The same potential confusion issue applies as for EEA family permit holders.

There is also an additional deadline for certain joining spouses and civil partners of Swiss citizens. Where the spouse or civil partnership relationship was formed between 11 pm GMT on 31 December 2020 and 31 December 2025, the individual must ensure that they make their EUSS application while their EUSS family permit is valid, within three months of their arrival, and by 31 December 2025.

People with immigration permission under the Immigration Rules

There are EUSS applicants to whom the main 30 June 2021 deadline would otherwise apply, but who hold limited immigration permission under the Immigration Rules (other than under the EUSS), or outside the Immigration Rules. Where their immigration permission expires on or after 1 July 2021, they must make their EUSS application before expiry.

Although technically an application made by such a person after 30 June 2021 will be considered to be late, the Immigration Rules provide that as long as the application is submitted before the expiry of the immigration permission, this will be deemed to be reasonable grounds for missing the deadline. A person who applies before the expiry of their immigration permission will be covered by a statutory extension of their immigration permission and will still be in the UK lawfully, including having the same immigration conditions, until the EUSS application process (including any related administrative review or appeal) is complete.

People who stop being exempt from immigration control

An EUSS applicant who stops being exempt from immigration control on or after 1 July 2021 will be deemed to have reasonable grounds for missing the 30 June 2021 deadline, provided they apply within 90 days of their exemption stopping. The 90-day period starts on the day the person stops being exempt.

Children born etc in the UK on or after 1 April 2021

Children who are born, adopted or otherwise come within the scope of the definition of ‘child’ for the purposes of the EUSS (which includes certain children born through surrogacy or who are the subject of certain guardianship arrangements) must make their EUSS application within three months of their birth or other relevant event that brings them within the scope of the ‘child’ definition.

It will of course be important also to check whether such children are British by birth, or eligible to apply for British citizenship, either immediately or once their parent receives settled status.

→ **STORED DATA**
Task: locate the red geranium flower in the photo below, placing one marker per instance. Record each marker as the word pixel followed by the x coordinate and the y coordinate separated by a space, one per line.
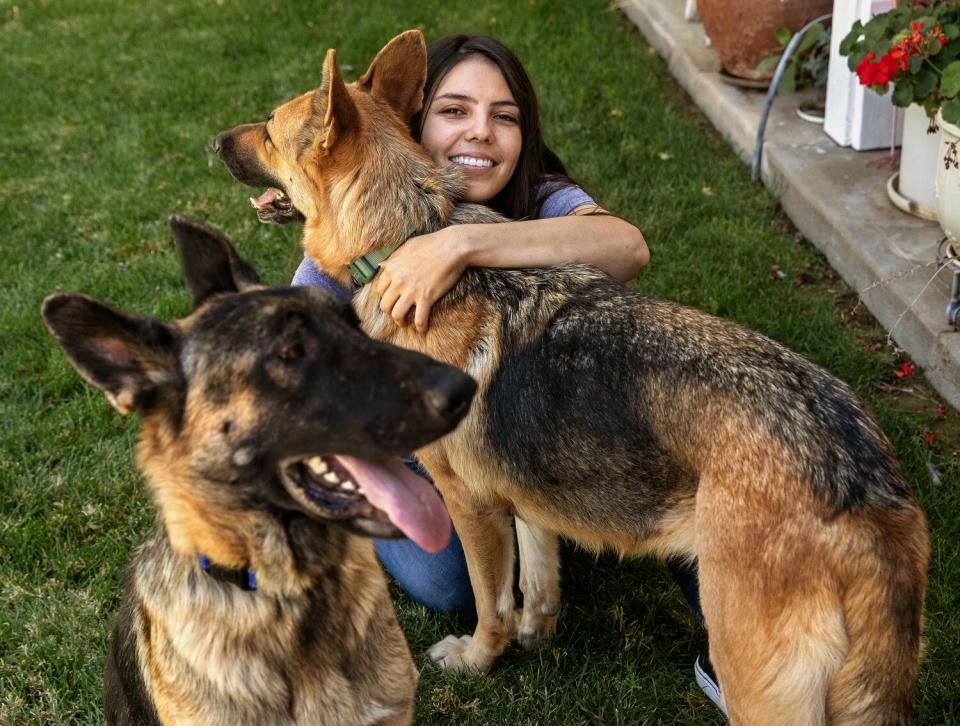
pixel 906 369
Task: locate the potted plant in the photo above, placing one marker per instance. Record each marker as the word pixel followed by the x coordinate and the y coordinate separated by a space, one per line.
pixel 914 52
pixel 742 31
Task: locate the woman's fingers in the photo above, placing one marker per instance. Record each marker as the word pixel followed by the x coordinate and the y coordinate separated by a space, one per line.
pixel 421 318
pixel 400 310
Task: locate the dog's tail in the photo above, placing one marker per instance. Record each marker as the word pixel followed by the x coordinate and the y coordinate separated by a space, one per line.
pixel 883 611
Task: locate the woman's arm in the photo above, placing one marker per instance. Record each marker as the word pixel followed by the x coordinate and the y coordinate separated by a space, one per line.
pixel 421 271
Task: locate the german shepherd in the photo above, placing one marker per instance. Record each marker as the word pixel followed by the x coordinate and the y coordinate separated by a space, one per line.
pixel 268 424
pixel 622 422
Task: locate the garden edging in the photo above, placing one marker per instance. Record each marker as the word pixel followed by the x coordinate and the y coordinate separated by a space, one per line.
pixel 835 196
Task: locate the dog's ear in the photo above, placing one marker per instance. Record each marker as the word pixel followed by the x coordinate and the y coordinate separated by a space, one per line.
pixel 398 73
pixel 133 360
pixel 210 263
pixel 333 109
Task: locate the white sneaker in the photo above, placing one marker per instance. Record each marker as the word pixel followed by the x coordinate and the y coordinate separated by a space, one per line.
pixel 707 680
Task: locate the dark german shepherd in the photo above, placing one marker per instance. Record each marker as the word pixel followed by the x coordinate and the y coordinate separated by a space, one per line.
pixel 270 427
pixel 621 422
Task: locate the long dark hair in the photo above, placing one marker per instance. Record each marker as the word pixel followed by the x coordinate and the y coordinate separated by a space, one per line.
pixel 524 193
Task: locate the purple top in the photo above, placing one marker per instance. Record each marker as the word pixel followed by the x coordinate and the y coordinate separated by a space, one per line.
pixel 561 200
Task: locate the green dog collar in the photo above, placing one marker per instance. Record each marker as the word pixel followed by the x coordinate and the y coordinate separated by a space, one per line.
pixel 363 269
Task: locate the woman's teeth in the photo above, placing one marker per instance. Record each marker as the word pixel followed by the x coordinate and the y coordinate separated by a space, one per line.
pixel 471 161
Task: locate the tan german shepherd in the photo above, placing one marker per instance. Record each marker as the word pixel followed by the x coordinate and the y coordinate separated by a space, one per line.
pixel 270 427
pixel 621 422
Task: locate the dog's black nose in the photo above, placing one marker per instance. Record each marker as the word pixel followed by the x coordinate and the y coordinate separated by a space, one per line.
pixel 218 141
pixel 449 393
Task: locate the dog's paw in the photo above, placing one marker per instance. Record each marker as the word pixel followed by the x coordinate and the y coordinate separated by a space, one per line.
pixel 534 627
pixel 458 655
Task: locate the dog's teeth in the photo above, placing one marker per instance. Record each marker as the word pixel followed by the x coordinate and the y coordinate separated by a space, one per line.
pixel 317 465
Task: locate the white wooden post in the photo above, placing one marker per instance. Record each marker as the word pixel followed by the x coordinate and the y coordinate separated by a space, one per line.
pixel 856 116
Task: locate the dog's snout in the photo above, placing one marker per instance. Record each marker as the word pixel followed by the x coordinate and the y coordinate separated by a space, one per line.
pixel 220 141
pixel 449 393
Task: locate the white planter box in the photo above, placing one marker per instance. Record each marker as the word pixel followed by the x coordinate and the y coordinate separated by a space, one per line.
pixel 856 116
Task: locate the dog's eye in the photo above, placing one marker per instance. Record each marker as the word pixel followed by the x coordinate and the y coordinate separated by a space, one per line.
pixel 292 352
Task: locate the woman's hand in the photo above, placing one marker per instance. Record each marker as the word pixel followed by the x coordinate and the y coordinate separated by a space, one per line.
pixel 419 273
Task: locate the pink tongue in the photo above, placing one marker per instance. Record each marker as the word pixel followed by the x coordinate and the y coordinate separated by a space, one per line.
pixel 264 199
pixel 411 503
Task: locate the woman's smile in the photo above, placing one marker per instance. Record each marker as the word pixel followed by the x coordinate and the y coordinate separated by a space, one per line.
pixel 473 122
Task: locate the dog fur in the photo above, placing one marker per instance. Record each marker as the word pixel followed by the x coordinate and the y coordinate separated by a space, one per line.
pixel 233 400
pixel 622 422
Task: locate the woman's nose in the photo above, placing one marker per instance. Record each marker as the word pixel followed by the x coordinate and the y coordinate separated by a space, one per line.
pixel 480 129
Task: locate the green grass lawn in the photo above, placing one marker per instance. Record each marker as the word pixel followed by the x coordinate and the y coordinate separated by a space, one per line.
pixel 106 116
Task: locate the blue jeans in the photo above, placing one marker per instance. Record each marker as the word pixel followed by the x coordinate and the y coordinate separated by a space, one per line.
pixel 440 581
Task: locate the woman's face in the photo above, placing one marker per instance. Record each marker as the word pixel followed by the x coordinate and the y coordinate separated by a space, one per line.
pixel 474 123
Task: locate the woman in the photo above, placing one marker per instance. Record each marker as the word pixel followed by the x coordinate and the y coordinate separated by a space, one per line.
pixel 481 114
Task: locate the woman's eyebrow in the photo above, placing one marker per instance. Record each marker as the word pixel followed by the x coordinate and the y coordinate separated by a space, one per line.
pixel 471 99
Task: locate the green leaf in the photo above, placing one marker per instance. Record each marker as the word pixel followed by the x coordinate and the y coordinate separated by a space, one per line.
pixel 951 111
pixel 950 80
pixel 903 93
pixel 876 29
pixel 788 83
pixel 768 64
pixel 851 38
pixel 783 36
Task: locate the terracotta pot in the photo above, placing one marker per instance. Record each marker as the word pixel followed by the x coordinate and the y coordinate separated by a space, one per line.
pixel 742 31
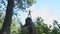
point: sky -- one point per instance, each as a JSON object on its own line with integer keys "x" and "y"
{"x": 49, "y": 10}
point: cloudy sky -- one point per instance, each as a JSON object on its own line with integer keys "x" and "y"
{"x": 49, "y": 10}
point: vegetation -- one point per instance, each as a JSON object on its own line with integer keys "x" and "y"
{"x": 8, "y": 23}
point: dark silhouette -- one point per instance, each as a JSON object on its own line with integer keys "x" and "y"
{"x": 8, "y": 18}
{"x": 30, "y": 26}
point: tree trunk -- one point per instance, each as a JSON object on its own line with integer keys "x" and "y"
{"x": 8, "y": 18}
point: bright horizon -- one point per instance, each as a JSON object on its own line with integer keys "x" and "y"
{"x": 49, "y": 10}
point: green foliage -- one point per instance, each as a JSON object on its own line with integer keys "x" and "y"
{"x": 23, "y": 4}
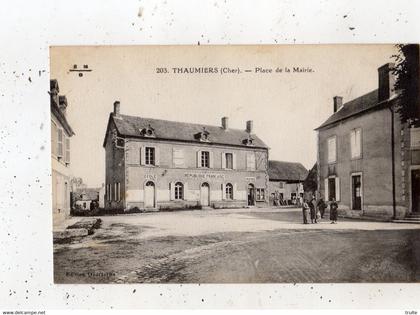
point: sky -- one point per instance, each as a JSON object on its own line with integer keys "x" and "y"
{"x": 285, "y": 107}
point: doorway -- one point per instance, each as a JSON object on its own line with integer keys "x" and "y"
{"x": 251, "y": 195}
{"x": 205, "y": 195}
{"x": 331, "y": 188}
{"x": 356, "y": 192}
{"x": 149, "y": 195}
{"x": 415, "y": 191}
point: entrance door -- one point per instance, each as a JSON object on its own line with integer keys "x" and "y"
{"x": 331, "y": 188}
{"x": 356, "y": 187}
{"x": 415, "y": 190}
{"x": 251, "y": 195}
{"x": 205, "y": 195}
{"x": 149, "y": 195}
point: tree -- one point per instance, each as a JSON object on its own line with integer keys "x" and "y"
{"x": 407, "y": 83}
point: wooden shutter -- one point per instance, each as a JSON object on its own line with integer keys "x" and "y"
{"x": 223, "y": 160}
{"x": 198, "y": 158}
{"x": 337, "y": 189}
{"x": 327, "y": 196}
{"x": 186, "y": 196}
{"x": 172, "y": 190}
{"x": 157, "y": 156}
{"x": 67, "y": 155}
{"x": 142, "y": 156}
{"x": 223, "y": 191}
{"x": 211, "y": 162}
{"x": 60, "y": 142}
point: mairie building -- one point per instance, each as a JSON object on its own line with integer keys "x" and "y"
{"x": 156, "y": 165}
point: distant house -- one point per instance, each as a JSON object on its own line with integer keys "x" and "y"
{"x": 286, "y": 181}
{"x": 85, "y": 196}
{"x": 61, "y": 132}
{"x": 367, "y": 159}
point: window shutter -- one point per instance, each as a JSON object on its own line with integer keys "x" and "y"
{"x": 172, "y": 190}
{"x": 211, "y": 162}
{"x": 60, "y": 142}
{"x": 133, "y": 156}
{"x": 327, "y": 196}
{"x": 157, "y": 155}
{"x": 67, "y": 155}
{"x": 223, "y": 160}
{"x": 337, "y": 189}
{"x": 223, "y": 191}
{"x": 186, "y": 191}
{"x": 142, "y": 155}
{"x": 198, "y": 158}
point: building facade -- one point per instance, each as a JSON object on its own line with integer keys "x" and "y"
{"x": 367, "y": 159}
{"x": 154, "y": 164}
{"x": 286, "y": 182}
{"x": 61, "y": 132}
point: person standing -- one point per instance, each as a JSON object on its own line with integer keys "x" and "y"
{"x": 305, "y": 212}
{"x": 312, "y": 204}
{"x": 321, "y": 207}
{"x": 333, "y": 211}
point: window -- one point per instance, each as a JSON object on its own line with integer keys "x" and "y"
{"x": 54, "y": 134}
{"x": 205, "y": 159}
{"x": 332, "y": 188}
{"x": 260, "y": 194}
{"x": 229, "y": 191}
{"x": 229, "y": 161}
{"x": 356, "y": 143}
{"x": 332, "y": 150}
{"x": 178, "y": 157}
{"x": 179, "y": 191}
{"x": 250, "y": 161}
{"x": 60, "y": 140}
{"x": 150, "y": 156}
{"x": 67, "y": 153}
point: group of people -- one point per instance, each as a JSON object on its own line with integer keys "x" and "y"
{"x": 315, "y": 210}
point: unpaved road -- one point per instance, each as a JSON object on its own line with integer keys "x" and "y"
{"x": 239, "y": 246}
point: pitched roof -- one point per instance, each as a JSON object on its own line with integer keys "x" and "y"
{"x": 131, "y": 126}
{"x": 354, "y": 107}
{"x": 287, "y": 171}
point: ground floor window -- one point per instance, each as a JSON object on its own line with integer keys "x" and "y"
{"x": 260, "y": 194}
{"x": 229, "y": 191}
{"x": 179, "y": 191}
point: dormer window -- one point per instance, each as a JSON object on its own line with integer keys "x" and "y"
{"x": 203, "y": 135}
{"x": 148, "y": 132}
{"x": 248, "y": 141}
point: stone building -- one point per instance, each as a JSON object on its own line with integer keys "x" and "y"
{"x": 367, "y": 159}
{"x": 286, "y": 181}
{"x": 155, "y": 164}
{"x": 61, "y": 132}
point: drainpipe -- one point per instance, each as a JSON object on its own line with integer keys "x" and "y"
{"x": 394, "y": 206}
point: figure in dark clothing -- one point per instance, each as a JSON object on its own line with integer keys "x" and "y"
{"x": 333, "y": 211}
{"x": 313, "y": 210}
{"x": 321, "y": 207}
{"x": 305, "y": 212}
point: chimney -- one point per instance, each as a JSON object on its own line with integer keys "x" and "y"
{"x": 386, "y": 82}
{"x": 338, "y": 103}
{"x": 249, "y": 126}
{"x": 116, "y": 108}
{"x": 225, "y": 123}
{"x": 62, "y": 103}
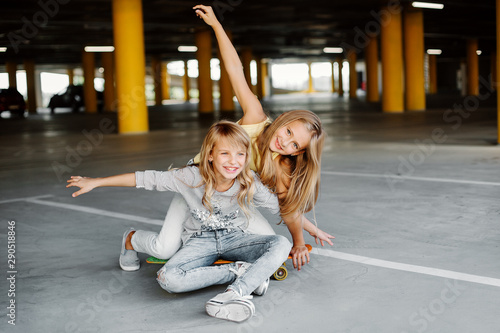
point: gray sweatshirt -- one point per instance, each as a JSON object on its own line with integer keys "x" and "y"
{"x": 227, "y": 214}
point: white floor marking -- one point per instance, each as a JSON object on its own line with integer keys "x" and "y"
{"x": 319, "y": 251}
{"x": 96, "y": 211}
{"x": 426, "y": 179}
{"x": 408, "y": 268}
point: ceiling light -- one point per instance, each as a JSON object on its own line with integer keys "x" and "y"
{"x": 434, "y": 51}
{"x": 427, "y": 5}
{"x": 99, "y": 48}
{"x": 187, "y": 48}
{"x": 333, "y": 50}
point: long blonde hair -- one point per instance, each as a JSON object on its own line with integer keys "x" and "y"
{"x": 301, "y": 173}
{"x": 235, "y": 136}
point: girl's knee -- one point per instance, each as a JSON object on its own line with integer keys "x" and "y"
{"x": 169, "y": 280}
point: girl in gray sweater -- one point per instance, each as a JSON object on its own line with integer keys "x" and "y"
{"x": 221, "y": 193}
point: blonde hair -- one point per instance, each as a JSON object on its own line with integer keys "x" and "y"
{"x": 301, "y": 173}
{"x": 235, "y": 136}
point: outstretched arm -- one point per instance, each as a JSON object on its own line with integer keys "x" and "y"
{"x": 252, "y": 109}
{"x": 87, "y": 184}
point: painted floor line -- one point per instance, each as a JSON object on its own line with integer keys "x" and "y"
{"x": 96, "y": 211}
{"x": 24, "y": 199}
{"x": 408, "y": 268}
{"x": 402, "y": 178}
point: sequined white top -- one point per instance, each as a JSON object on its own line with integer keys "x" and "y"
{"x": 227, "y": 214}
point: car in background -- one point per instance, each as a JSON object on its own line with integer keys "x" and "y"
{"x": 72, "y": 98}
{"x": 12, "y": 100}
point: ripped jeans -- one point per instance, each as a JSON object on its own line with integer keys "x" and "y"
{"x": 165, "y": 244}
{"x": 191, "y": 267}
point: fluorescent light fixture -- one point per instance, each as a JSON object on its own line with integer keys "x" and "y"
{"x": 185, "y": 48}
{"x": 333, "y": 50}
{"x": 427, "y": 5}
{"x": 434, "y": 51}
{"x": 99, "y": 48}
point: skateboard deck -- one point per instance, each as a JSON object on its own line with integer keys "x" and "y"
{"x": 280, "y": 274}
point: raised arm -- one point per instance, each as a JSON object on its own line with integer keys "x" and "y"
{"x": 252, "y": 109}
{"x": 87, "y": 184}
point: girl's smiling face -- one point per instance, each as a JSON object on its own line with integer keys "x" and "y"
{"x": 228, "y": 161}
{"x": 290, "y": 139}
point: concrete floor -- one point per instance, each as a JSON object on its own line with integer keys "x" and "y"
{"x": 412, "y": 199}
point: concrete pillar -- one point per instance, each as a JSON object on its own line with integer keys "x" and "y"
{"x": 392, "y": 63}
{"x": 157, "y": 81}
{"x": 246, "y": 58}
{"x": 414, "y": 54}
{"x": 225, "y": 88}
{"x": 107, "y": 59}
{"x": 29, "y": 67}
{"x": 130, "y": 65}
{"x": 371, "y": 61}
{"x": 204, "y": 55}
{"x": 432, "y": 74}
{"x": 71, "y": 76}
{"x": 186, "y": 83}
{"x": 165, "y": 80}
{"x": 11, "y": 68}
{"x": 310, "y": 88}
{"x": 472, "y": 68}
{"x": 353, "y": 75}
{"x": 341, "y": 84}
{"x": 89, "y": 93}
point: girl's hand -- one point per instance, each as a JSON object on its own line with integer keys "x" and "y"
{"x": 207, "y": 14}
{"x": 300, "y": 256}
{"x": 84, "y": 183}
{"x": 321, "y": 236}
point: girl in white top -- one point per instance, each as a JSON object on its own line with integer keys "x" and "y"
{"x": 220, "y": 192}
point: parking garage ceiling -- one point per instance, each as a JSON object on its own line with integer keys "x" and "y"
{"x": 55, "y": 31}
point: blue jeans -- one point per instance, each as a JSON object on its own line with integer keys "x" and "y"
{"x": 191, "y": 267}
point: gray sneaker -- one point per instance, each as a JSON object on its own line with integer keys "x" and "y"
{"x": 129, "y": 261}
{"x": 230, "y": 306}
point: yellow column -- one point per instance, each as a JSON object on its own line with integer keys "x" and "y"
{"x": 333, "y": 76}
{"x": 353, "y": 75}
{"x": 89, "y": 93}
{"x": 204, "y": 54}
{"x": 109, "y": 81}
{"x": 498, "y": 68}
{"x": 225, "y": 89}
{"x": 310, "y": 88}
{"x": 341, "y": 83}
{"x": 246, "y": 58}
{"x": 130, "y": 66}
{"x": 392, "y": 63}
{"x": 371, "y": 61}
{"x": 472, "y": 68}
{"x": 157, "y": 81}
{"x": 165, "y": 80}
{"x": 414, "y": 59}
{"x": 11, "y": 68}
{"x": 432, "y": 74}
{"x": 29, "y": 67}
{"x": 71, "y": 76}
{"x": 260, "y": 80}
{"x": 186, "y": 82}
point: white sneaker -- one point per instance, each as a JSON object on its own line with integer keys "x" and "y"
{"x": 129, "y": 261}
{"x": 230, "y": 306}
{"x": 241, "y": 267}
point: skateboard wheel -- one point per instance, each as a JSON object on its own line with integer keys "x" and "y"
{"x": 281, "y": 273}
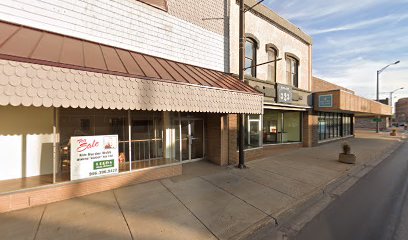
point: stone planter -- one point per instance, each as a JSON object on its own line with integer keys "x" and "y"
{"x": 347, "y": 158}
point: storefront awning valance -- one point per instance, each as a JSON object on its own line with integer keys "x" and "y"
{"x": 45, "y": 69}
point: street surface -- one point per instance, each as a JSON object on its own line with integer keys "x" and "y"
{"x": 206, "y": 202}
{"x": 375, "y": 208}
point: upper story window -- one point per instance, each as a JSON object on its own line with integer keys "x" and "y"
{"x": 272, "y": 55}
{"x": 292, "y": 69}
{"x": 250, "y": 57}
{"x": 160, "y": 4}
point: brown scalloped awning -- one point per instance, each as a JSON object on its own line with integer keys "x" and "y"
{"x": 26, "y": 44}
{"x": 39, "y": 68}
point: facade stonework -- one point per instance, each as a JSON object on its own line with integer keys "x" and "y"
{"x": 132, "y": 25}
{"x": 267, "y": 33}
{"x": 401, "y": 110}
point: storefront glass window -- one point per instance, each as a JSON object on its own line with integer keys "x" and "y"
{"x": 334, "y": 125}
{"x": 144, "y": 147}
{"x": 291, "y": 127}
{"x": 252, "y": 131}
{"x": 87, "y": 122}
{"x": 281, "y": 126}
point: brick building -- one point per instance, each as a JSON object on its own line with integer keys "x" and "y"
{"x": 401, "y": 110}
{"x": 285, "y": 83}
{"x": 149, "y": 77}
{"x": 155, "y": 79}
{"x": 338, "y": 111}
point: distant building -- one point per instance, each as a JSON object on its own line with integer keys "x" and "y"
{"x": 401, "y": 110}
{"x": 339, "y": 111}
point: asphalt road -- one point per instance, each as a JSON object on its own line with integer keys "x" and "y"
{"x": 376, "y": 207}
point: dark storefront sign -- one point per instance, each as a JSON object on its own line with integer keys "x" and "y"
{"x": 326, "y": 100}
{"x": 284, "y": 94}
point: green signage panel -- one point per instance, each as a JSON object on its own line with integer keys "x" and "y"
{"x": 103, "y": 164}
{"x": 326, "y": 100}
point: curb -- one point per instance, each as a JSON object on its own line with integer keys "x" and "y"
{"x": 293, "y": 219}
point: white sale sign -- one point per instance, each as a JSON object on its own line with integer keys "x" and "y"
{"x": 94, "y": 156}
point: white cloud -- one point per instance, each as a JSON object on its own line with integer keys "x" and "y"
{"x": 361, "y": 24}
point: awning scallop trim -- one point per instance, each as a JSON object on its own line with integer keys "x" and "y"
{"x": 30, "y": 84}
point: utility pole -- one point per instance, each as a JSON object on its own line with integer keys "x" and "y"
{"x": 378, "y": 99}
{"x": 378, "y": 90}
{"x": 241, "y": 118}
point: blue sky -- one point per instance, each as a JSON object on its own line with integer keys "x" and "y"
{"x": 353, "y": 39}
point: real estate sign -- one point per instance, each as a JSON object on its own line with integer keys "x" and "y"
{"x": 326, "y": 100}
{"x": 284, "y": 93}
{"x": 94, "y": 156}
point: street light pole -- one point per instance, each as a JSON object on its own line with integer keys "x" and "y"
{"x": 392, "y": 92}
{"x": 378, "y": 90}
{"x": 241, "y": 117}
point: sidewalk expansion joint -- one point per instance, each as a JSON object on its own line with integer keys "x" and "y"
{"x": 251, "y": 180}
{"x": 256, "y": 224}
{"x": 39, "y": 222}
{"x": 123, "y": 215}
{"x": 178, "y": 199}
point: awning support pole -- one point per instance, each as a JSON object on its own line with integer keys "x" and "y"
{"x": 241, "y": 118}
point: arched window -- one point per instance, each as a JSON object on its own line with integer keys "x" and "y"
{"x": 250, "y": 57}
{"x": 292, "y": 68}
{"x": 272, "y": 55}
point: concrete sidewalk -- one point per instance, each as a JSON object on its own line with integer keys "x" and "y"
{"x": 206, "y": 202}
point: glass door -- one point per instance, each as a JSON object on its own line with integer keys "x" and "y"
{"x": 192, "y": 139}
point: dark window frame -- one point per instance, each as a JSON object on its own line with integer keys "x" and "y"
{"x": 252, "y": 58}
{"x": 274, "y": 64}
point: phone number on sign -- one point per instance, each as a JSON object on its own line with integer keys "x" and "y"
{"x": 101, "y": 172}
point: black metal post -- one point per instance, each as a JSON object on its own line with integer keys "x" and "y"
{"x": 241, "y": 121}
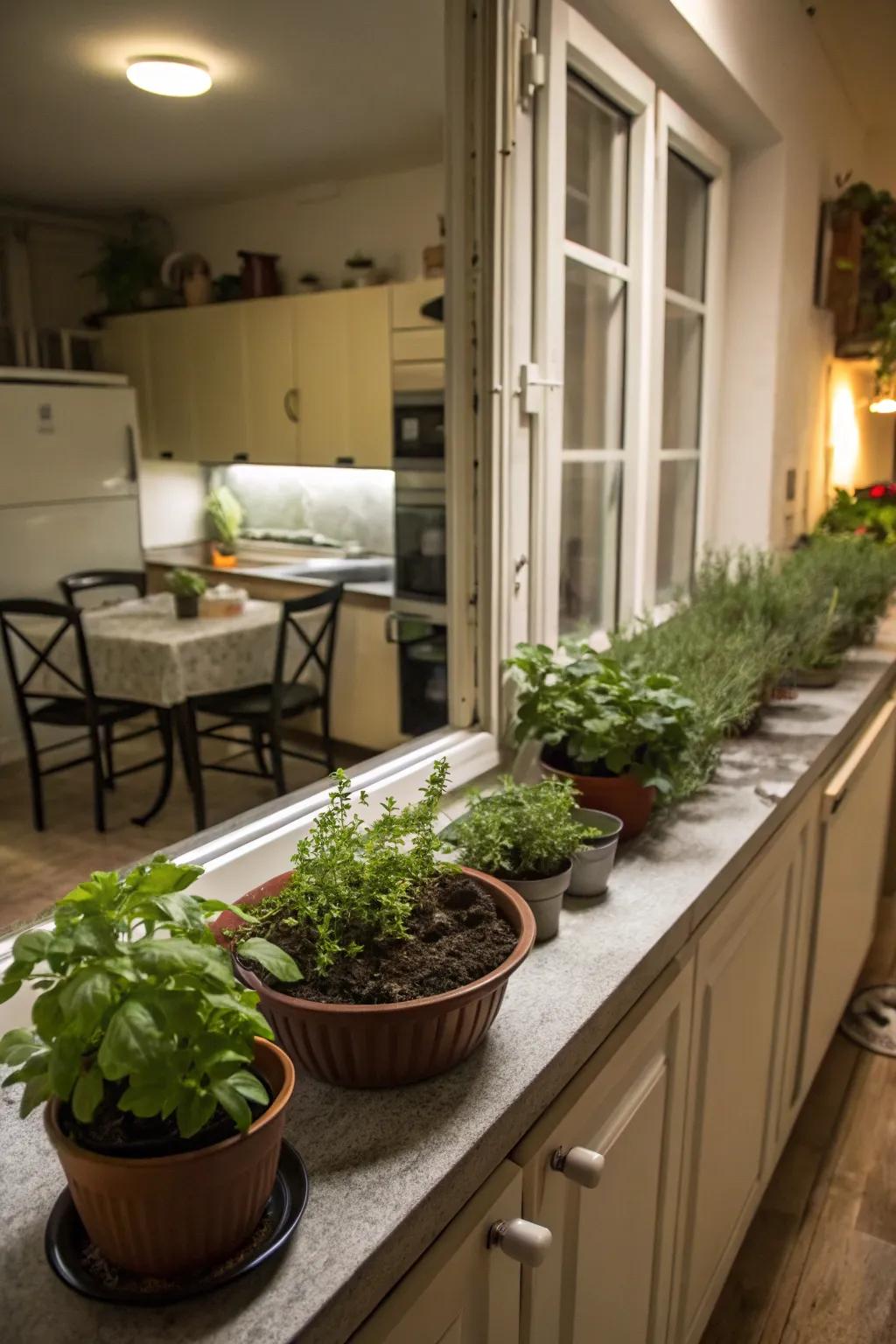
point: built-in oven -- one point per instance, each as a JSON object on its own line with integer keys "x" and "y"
{"x": 422, "y": 663}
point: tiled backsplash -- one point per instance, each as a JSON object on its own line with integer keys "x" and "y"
{"x": 343, "y": 504}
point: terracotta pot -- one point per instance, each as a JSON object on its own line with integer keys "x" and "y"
{"x": 620, "y": 794}
{"x": 188, "y": 1211}
{"x": 388, "y": 1045}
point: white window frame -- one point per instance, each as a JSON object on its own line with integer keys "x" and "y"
{"x": 569, "y": 40}
{"x": 679, "y": 132}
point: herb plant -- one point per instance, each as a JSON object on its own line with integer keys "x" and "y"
{"x": 520, "y": 831}
{"x": 135, "y": 1002}
{"x": 599, "y": 717}
{"x": 352, "y": 883}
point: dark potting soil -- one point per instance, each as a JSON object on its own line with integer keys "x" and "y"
{"x": 457, "y": 934}
{"x": 120, "y": 1133}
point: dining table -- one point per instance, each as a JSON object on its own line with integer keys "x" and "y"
{"x": 140, "y": 651}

→ **WHAT TO DO**
a) In the EUSS deadlines passage, within what period must a person who stops being exempt from immigration control on or after 1 July 2021 apply?
b) Please repeat the part of the EUSS deadlines passage starting at "People who stop" and ending at "the ‘child’ definition.".

→ **RESPONSES BY ITEM NUMBER**
a) Within 90 days of their exemption stopping.

b)
People who stop being exempt from immigration control

An EUSS applicant who stops being exempt from immigration control on or after 1 July 2021 will be deemed to have reasonable grounds for missing the 30 June 2021 deadline, provided they apply within 90 days of their exemption stopping. The 90-day period starts on the day the person stops being exempt.

Children born etc in the UK on or after 1 April 2021

Children who are born, adopted or otherwise come within the scope of the definition of ‘child’ for the purposes of the EUSS (which includes certain children born through surrogacy or who are the subject of certain guardianship arrangements) must make their EUSS application within three months of their birth or other relevant event that brings them within the scope of the ‘child’ definition.